Фрагмент страницы:

ЗИНЗИВЕР № 1 (33), 2012

Критика


Ольга Славникова. Легкая голова. — М.: АСТ: Астрель, 2011

Среди прочитанных мною в 2011 году произведений современной прозы особняком стоит новый роман букеровского лауреата Ольги Славниковой «Легкая голова».
Это, на мой взгляд, пример произведения, у которого результат превысил замысел. Впрочем, похоже, что Ольга Славникова нарочно загадала читателю загадку: что было «сердцем» замысла ее романа, той песчинкой, из которой родилась жемчужина? На первый взгляд, «Легкая голова» — образчик довольно популярного сегодня социального абсурда с отчетливым политическим «амбре», нечто вроде памфлета, нацеленного острием на правила и методы известных государственных структур. Но с тем же правом можно сказать, что «Легкая голова» — пример еще более популярного сегодня «городского романа», развивающего тему житья и выживания провинциала в столице, весьма психологичного, откровенного и натуралистичного, чтобы не сказать «черного». Эта книга напоминала бы о «новом реализме», не к ночи он будь помянут, не будь в ней столь зашкаливающего содержания социальной фантастики. Но полностью перевести этот роман в разряд фантасмагорий мешает убедительность и тщательная прорисовка деталей, «привязывающих» роман к земле, к житейской правде, многими крепкими нитями.

(Строки, взятые из коллекции)
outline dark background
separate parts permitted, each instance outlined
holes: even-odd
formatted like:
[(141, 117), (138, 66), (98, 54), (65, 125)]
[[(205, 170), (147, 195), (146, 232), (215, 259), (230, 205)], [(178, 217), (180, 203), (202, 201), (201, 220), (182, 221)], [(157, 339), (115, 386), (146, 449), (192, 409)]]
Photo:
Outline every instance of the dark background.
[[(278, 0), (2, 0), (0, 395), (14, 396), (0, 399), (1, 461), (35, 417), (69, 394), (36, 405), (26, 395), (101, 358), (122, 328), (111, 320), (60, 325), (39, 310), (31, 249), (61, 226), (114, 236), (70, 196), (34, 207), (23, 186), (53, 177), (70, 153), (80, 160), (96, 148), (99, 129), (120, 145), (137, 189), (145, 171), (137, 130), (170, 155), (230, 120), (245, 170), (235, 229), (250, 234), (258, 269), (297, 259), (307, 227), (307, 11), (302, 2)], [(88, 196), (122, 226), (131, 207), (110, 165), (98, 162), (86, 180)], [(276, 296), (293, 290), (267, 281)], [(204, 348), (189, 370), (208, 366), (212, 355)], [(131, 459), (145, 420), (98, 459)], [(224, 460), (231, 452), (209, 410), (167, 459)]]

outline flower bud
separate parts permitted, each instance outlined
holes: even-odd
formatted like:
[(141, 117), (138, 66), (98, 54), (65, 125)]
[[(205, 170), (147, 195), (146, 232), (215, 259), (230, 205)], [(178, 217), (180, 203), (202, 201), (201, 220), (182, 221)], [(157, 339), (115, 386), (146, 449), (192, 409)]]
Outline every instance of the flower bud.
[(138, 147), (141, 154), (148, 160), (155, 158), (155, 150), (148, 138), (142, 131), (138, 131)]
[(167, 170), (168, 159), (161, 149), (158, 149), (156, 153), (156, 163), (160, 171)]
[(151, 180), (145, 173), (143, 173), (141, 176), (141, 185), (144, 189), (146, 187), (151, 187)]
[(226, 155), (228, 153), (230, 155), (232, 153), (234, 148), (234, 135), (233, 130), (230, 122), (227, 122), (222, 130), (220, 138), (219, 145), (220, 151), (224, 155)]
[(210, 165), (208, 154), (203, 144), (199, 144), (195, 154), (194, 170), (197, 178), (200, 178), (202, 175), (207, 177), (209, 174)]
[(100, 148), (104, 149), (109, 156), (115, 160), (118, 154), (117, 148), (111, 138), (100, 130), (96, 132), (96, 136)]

Выполните задания:
**A)** Перепишите заново строки, начиная со строки, где есть «outline flower bud», и заканчивая последней строкой, вместе с запросами, сдвинув на −27 каждую координату вершин в ответах. Запросы и образцы формата оставьте без изменений.
**B)** Продолжите рецензию на роман «Легкая голова», начав сразу после ее последнего предложения.

Ответы по заданиям:
**A)**
outline flower bud
separate parts permitted, each instance outlined
holes: even-odd
formatted like:
[(141, 117), (138, 66), (98, 54), (65, 125)]
[[(205, 170), (147, 195), (146, 232), (215, 259), (230, 205)], [(178, 217), (180, 203), (202, 201), (201, 220), (182, 221)], [(157, 339), (115, 386), (146, 449), (192, 409)]]
Outline every instance of the flower bud.
[(111, 120), (114, 127), (121, 133), (128, 131), (128, 123), (121, 111), (115, 104), (111, 104)]
[(140, 143), (141, 132), (134, 122), (131, 122), (129, 126), (129, 136), (133, 144)]
[(124, 153), (118, 146), (116, 146), (114, 149), (114, 158), (117, 162), (119, 160), (124, 160)]
[(199, 128), (201, 126), (203, 128), (205, 126), (207, 121), (207, 108), (206, 103), (203, 95), (200, 95), (195, 103), (193, 111), (192, 118), (193, 124), (197, 128)]
[(183, 138), (181, 127), (176, 117), (172, 117), (168, 127), (167, 143), (170, 151), (173, 151), (175, 148), (180, 150), (182, 147)]
[(73, 121), (77, 122), (82, 129), (88, 133), (91, 127), (90, 121), (84, 111), (73, 103), (69, 105), (69, 109)]

**B)**
Что ж, писателю позволительно интриговать читателя, запутывать его в трех (и даже более) соснах своей идеи. Имела ли в виду писательница создать очередную «человеческую комедию», либо развернутую политическую сатиру, либо масштабную притчу, — но ее роман включает то, и другое, и третье, и невозможно вычленить какую-либо магистральную сюжетную линию, как и лейтмотивный смысл. Евгения Риц в своей рецензии на этот роман на «OpenSpace.ru» http://www.openspace.ru/literature/events/details/18402/?expand=yes#expand прямо называет «Легкую голову»: «Роман идей в беллетристической упаковке: свобода совести и свобода выбора — единственные безусловные ценности, вокруг которых выстраиваются все остальные». Признаться, толкование в контексте «романа идей» и мне ближе.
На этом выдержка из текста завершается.